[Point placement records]
※ ※ ※

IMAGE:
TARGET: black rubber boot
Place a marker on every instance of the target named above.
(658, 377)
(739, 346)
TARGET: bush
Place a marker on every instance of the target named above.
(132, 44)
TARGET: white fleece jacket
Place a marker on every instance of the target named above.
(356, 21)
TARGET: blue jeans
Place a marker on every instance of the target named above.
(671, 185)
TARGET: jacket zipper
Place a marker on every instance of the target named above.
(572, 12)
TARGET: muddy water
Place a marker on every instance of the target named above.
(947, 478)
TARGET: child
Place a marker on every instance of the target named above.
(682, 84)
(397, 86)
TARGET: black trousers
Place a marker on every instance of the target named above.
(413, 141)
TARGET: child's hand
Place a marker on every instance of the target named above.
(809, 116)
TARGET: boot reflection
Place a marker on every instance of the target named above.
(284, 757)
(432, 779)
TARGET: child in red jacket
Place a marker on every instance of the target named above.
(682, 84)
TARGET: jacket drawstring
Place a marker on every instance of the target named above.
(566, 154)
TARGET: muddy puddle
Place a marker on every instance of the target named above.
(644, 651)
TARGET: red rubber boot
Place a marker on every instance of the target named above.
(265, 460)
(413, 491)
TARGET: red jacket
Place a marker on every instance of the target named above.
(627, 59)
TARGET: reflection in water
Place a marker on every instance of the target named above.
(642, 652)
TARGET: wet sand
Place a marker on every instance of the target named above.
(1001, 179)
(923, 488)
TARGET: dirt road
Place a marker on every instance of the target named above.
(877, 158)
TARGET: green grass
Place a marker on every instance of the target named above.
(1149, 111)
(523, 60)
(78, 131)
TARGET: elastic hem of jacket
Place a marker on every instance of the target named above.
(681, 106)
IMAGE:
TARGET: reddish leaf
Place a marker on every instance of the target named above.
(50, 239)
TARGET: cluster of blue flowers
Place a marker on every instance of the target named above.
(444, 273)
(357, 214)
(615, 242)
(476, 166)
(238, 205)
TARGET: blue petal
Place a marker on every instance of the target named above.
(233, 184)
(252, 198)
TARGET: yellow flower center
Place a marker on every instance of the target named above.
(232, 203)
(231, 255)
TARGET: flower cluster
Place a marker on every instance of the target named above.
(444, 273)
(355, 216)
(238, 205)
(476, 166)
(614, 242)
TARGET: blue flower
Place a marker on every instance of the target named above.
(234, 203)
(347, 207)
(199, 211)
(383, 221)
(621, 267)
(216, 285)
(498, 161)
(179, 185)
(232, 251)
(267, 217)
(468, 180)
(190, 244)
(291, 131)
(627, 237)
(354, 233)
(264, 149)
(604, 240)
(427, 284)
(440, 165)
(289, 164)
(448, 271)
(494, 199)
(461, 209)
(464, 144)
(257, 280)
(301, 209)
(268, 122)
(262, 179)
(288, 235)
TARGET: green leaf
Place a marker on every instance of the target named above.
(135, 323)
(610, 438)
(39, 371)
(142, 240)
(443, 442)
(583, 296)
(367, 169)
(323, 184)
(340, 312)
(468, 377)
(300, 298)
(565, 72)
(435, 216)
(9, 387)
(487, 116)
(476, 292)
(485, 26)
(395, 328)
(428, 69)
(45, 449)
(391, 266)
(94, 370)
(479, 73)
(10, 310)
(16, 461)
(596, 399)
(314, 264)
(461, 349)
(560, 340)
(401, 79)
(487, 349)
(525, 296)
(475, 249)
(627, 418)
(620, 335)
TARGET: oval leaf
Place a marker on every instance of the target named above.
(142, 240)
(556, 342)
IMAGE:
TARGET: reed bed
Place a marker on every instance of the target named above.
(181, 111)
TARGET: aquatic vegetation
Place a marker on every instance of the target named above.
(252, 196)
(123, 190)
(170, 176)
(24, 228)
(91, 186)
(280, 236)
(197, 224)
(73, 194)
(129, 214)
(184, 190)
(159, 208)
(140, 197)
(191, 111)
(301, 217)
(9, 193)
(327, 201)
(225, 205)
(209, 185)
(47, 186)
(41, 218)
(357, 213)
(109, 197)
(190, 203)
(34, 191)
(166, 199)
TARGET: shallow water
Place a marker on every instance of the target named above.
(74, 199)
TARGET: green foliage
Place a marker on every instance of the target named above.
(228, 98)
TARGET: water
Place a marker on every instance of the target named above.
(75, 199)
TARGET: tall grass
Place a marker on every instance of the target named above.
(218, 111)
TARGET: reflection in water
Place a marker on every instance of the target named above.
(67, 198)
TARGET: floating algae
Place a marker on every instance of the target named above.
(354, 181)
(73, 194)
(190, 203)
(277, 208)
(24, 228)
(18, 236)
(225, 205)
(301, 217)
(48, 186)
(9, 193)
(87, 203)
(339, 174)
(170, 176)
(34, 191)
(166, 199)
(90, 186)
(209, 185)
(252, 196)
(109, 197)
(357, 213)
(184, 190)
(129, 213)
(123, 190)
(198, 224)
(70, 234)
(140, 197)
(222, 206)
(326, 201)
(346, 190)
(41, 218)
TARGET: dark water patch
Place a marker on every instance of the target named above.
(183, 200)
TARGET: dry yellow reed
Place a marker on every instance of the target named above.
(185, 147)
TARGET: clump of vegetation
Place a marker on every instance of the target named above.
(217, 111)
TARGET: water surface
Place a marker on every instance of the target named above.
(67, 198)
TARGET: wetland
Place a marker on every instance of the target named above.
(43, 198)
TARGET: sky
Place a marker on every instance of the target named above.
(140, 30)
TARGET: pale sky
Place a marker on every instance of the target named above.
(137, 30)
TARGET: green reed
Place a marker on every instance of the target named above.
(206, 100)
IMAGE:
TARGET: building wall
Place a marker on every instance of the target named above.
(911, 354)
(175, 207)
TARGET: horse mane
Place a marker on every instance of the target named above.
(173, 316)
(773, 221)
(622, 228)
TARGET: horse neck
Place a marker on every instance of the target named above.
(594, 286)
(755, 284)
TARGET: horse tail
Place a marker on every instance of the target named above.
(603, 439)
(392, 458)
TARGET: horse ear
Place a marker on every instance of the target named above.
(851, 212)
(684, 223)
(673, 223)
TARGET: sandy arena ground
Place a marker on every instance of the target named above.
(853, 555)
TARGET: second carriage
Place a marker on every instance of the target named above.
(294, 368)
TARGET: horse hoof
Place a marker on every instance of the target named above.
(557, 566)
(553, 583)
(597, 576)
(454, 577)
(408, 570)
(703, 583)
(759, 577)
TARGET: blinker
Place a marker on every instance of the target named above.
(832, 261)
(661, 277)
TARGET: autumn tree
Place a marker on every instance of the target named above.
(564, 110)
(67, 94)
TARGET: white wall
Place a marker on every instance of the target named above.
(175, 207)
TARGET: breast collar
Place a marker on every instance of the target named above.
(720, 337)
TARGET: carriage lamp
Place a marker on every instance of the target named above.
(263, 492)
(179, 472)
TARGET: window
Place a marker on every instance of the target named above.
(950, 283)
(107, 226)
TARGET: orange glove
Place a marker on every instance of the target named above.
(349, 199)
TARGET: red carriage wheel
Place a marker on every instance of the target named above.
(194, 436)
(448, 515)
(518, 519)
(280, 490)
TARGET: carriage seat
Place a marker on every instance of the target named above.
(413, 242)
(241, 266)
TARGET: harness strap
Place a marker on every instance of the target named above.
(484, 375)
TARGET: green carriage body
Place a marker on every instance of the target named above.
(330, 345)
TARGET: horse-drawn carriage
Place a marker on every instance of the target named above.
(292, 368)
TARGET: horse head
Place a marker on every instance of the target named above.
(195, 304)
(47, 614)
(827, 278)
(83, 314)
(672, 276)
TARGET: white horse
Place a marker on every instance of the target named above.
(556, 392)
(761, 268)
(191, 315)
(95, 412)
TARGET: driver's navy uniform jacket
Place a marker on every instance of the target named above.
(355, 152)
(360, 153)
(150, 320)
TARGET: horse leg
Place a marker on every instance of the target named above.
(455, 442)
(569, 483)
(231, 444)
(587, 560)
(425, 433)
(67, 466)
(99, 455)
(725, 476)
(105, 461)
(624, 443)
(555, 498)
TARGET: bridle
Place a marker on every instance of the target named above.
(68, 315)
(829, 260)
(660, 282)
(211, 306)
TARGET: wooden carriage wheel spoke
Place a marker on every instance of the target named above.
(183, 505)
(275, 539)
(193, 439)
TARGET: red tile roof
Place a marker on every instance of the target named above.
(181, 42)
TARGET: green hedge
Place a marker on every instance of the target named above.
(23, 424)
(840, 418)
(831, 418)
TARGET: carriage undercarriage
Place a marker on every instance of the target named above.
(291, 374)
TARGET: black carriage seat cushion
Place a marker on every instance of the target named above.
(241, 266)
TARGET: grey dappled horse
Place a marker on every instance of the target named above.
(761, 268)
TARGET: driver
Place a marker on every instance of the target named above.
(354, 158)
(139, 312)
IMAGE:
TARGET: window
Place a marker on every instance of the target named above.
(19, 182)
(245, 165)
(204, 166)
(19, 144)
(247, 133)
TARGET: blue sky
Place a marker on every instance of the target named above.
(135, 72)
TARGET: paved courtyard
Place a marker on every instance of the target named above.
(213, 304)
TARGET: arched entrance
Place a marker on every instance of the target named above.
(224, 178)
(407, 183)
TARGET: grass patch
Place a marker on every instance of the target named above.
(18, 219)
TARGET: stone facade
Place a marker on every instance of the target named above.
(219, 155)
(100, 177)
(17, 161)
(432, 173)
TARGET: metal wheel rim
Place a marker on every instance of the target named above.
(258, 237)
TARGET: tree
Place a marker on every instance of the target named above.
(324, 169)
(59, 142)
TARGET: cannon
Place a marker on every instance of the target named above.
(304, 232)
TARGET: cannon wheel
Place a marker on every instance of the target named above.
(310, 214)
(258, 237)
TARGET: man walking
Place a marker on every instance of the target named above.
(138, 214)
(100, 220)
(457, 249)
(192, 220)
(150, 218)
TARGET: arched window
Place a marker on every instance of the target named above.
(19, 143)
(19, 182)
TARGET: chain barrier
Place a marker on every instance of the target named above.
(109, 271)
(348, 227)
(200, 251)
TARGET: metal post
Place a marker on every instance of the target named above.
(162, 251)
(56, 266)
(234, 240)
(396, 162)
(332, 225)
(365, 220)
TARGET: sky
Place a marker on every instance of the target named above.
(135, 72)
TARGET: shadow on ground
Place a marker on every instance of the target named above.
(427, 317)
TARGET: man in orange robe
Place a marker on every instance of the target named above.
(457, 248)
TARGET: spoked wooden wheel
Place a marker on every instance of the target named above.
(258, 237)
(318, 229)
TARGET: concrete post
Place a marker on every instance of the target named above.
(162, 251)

※ ※ ※

Aim of the exercise
Copy the lines from the one that has "TARGET: man in orange robe" through the end of the entries, requests included, and raise every coordinate in the answers by 100.

Task answer
TARGET: man in orange robe
Place a marker on every instance of the target named above.
(557, 348)
TARGET: spoked wooden wheel
Place a marker on every instance of the target named above.
(358, 337)
(418, 329)
TARGET: concrete post
Place a marker on every instance of the target named above.
(262, 351)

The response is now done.